-- WHAT TO DO --
1. In the I.R.I.S. write-up, how was 60 FPS gaze tracking maintained while multimodal data was being streamed? Answer in one to three sentences.
2. Answer these questions from the I.R.I.S. write-up:
(a) What does the name I.R.I.S. stand for?
(b) Which concrete screen actions does the TARS Action Server translate natural language into?
(c) What does IRIS Vision integrate for semantic screen mapping?

Inspiration
The paradox of modern computing: I communicate naturally with humans through voice, but interact with AI through typing. In May 2024, Google introduced Agentic Vision with Gemini 3 Flash—a vision of AI that doesn't just see the world, but acts upon it.
I built I.R.I.S. to realize this vision: an interface that doesn't wait for a prompt, but reacts to attention. By combining real-time gaze signals with the Gemini 3 Flash Agentic SDK, I've bridged the gap between visual context and autonomous action.

Web PreviewThe final product is a native Swift app for macOS. This interactive simulation is a simplified representation to illustrate the concept.
What it does
I.R.I.S. (Intent Resolution and Inference System) is a reactive agent that transforms your macOS environment into an attention-aware workspace. It uses your gaze as a high-bandwidth signal of intent, allowing you to interact with any UI element simply by looking and speaking.
- Agentic Vision — continuous multimodal analysis of your screen to proactively offer Skills (Refactoring, Summarization, Bug Fixing) before you even ask
- Precision Action via TARS — overcomes the "coordinate hallucination" of LLMs using a dedicated action server for pixel-perfect clicks, scrolls, and typing
- Contextual Awareness — automatically detects chat apps or IDEs to tailor reasoning and suggestions to your current task
Look at an issue → Say "Fix this" → I.R.I.S. analyzes via Gemini 3 Flash Agentic SDK → The Agentic Loop plans the resolution → TARS executes the action.
How I built it
A multi-layered system designed for low-latency feedback and high-precision execution:
- Gemini 3 Flash Agentic SDK — the core brain powering the Agentic Loop with native function calling and tool use for autonomous OS interaction
- TARS Action Server — translates natural language into concrete screen actions (Click, Drag, Type, Hotkey) with pixel-perfect reliability
- Agility KSTK (Knowledge Stack) — foundational gaze and vision models including KSTK/LBF weights for high-speed facial landmark detection and gaze estimation
- IRIS Gaze (Rust & Swift) — high-performance bridge to the iris-gaze-rs library for real-time tracking
- IRIS Vision — local OCR and Accessibility API integration for semantic screen mapping
- IRIS Media — custom audio/video pipeline for real-time "Live" multimodal sessions
Challenges I ran into
Standard LLMs struggle to map "Look at that button" to exact screen coordinates. I solved this by architecting TARS, which treats the screen as a navigable environment rather than just a static image.
Maintaining 60 FPS gaze tracking while streaming multimodal data required strict modular separation. By offloading gaze estimation to a Rust-based core and using the Agentic SDK for asynchronous tool execution, I kept the interaction loop tight and responsive.
Handling "Proactive" mode without being intrusive. I implemented cooldowns and chat-app detection so I.R.I.S. only nudges you when it detects a genuine interaction opportunity.

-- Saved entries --
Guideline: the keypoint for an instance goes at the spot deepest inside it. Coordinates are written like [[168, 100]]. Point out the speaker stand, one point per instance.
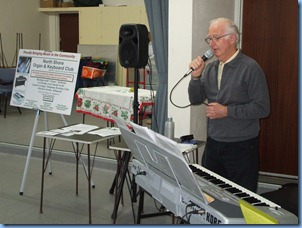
[[135, 102], [135, 120]]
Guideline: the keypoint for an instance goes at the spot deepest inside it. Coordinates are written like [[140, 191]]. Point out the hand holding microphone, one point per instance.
[[199, 63]]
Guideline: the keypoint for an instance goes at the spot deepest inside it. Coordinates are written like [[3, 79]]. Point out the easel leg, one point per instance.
[[29, 151]]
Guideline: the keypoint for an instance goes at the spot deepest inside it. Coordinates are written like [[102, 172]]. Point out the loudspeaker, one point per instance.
[[133, 45]]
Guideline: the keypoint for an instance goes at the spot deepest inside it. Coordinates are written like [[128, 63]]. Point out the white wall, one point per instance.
[[188, 25], [22, 16]]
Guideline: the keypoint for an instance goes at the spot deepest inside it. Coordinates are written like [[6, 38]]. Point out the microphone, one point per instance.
[[209, 54]]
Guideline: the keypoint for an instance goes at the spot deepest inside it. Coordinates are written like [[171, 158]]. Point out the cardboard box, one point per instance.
[[48, 3], [67, 4], [91, 73]]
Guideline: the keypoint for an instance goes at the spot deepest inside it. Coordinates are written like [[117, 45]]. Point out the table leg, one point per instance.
[[77, 168], [119, 191], [89, 183], [42, 181]]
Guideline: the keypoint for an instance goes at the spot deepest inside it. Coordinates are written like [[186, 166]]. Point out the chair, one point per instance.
[[7, 76]]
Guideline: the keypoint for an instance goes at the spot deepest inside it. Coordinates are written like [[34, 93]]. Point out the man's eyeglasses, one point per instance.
[[215, 38]]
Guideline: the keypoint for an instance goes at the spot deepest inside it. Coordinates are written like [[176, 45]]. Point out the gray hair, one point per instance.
[[231, 27]]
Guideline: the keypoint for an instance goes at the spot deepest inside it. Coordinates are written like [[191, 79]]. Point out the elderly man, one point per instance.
[[236, 90]]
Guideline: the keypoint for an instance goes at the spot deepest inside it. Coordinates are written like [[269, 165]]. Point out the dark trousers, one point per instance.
[[236, 161]]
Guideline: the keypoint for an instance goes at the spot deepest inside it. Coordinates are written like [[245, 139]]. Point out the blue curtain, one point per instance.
[[157, 12]]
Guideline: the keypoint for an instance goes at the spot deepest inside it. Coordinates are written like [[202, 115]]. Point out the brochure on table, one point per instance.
[[45, 80]]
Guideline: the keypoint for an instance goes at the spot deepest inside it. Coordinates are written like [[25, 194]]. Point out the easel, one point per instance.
[[126, 159], [33, 135]]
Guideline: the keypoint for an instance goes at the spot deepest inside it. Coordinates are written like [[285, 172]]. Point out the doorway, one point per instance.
[[69, 32]]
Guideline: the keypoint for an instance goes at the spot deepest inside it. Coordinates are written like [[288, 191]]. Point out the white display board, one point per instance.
[[45, 80]]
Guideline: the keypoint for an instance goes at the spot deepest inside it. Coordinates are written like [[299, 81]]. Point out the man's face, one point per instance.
[[221, 41]]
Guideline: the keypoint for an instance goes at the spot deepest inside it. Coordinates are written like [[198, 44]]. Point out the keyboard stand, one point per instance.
[[140, 213]]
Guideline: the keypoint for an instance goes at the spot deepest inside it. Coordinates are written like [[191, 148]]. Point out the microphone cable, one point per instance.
[[170, 97]]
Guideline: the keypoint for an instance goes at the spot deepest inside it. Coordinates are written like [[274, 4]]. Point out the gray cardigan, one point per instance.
[[243, 90]]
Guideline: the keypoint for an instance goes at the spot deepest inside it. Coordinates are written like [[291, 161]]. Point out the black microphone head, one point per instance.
[[209, 54]]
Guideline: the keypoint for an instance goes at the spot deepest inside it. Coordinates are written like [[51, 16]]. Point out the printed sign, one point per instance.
[[45, 80]]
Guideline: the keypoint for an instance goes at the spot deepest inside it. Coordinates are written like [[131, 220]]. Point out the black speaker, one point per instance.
[[133, 45]]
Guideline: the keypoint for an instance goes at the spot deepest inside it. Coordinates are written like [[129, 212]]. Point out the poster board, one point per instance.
[[45, 80]]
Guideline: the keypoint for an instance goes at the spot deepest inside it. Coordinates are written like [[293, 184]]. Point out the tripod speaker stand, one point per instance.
[[133, 53]]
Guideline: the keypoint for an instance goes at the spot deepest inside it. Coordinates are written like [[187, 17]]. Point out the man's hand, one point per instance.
[[216, 110]]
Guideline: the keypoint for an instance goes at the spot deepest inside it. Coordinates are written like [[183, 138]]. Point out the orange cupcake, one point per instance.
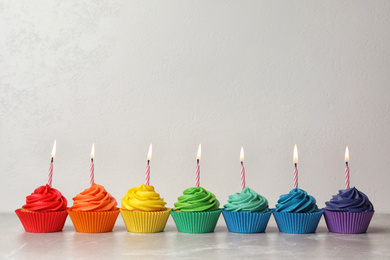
[[94, 210]]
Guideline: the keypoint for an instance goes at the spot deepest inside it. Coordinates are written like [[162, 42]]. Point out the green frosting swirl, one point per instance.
[[196, 199], [247, 201]]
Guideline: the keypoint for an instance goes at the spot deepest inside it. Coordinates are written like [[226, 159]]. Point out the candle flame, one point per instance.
[[150, 152], [93, 151], [346, 154], [199, 152], [53, 151], [295, 158]]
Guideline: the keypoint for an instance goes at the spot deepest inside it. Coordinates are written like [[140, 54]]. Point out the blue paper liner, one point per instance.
[[297, 223], [196, 222], [246, 222], [347, 222]]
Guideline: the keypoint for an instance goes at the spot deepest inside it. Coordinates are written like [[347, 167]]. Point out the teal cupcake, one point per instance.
[[246, 212], [297, 212]]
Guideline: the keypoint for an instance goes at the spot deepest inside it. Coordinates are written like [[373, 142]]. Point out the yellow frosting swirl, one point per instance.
[[143, 198]]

-- ANSWERS BY TASK --
1. It required strict modular separation. Gaze estimation was offloaded to a Rust-based core, and the Agentic SDK handled tool execution asynchronously. This kept the interaction loop tight and responsive.

2.
(a) Intent Resolution and Inference System
(b) Click, Drag, Type, and Hotkey
(c) Local OCR and the Accessibility API